### INPUT DATA
+===+

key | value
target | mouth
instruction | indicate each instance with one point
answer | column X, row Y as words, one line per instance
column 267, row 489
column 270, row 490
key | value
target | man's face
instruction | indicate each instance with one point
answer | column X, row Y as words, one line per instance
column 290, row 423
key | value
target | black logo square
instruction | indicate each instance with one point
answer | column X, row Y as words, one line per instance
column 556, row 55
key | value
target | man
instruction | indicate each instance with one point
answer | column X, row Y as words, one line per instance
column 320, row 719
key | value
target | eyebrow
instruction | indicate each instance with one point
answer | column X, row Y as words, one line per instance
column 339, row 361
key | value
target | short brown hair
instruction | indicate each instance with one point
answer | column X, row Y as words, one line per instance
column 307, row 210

+===+

### TASK BRIEF
Rewrite every line of the records above as a numbered list, leaving out any blank lines.

### SOLUTION TO THE EXERCISE
1. key | value
2. target | mouth
3. instruction | indicate each instance with one point
4. answer | column X, row Y as words, one line per instance
5. column 267, row 489
6. column 270, row 490
7. key | value
8. target | man's face
9. instruction | indicate each instance with one point
10. answer | column X, row Y as words, one line per instance
11. column 290, row 423
12. key | value
13. target | black logo square
14. instruction | indicate each instance with one point
15. answer | column X, row Y as words, one line per instance
16. column 556, row 55
17. key | value
18. target | man
19. instruction | indicate each instance with one point
20. answer | column X, row Y as words, one line per instance
21. column 320, row 719
22. key | value
23. target | eyebrow
24. instruction | indicate each instance with one point
25. answer | column X, row Y as words, one line per instance
26. column 339, row 361
27. key | value
28. target | short brown hair
29. instruction | indicate each instance with one point
30. answer | column X, row Y as words, one line per instance
31. column 307, row 210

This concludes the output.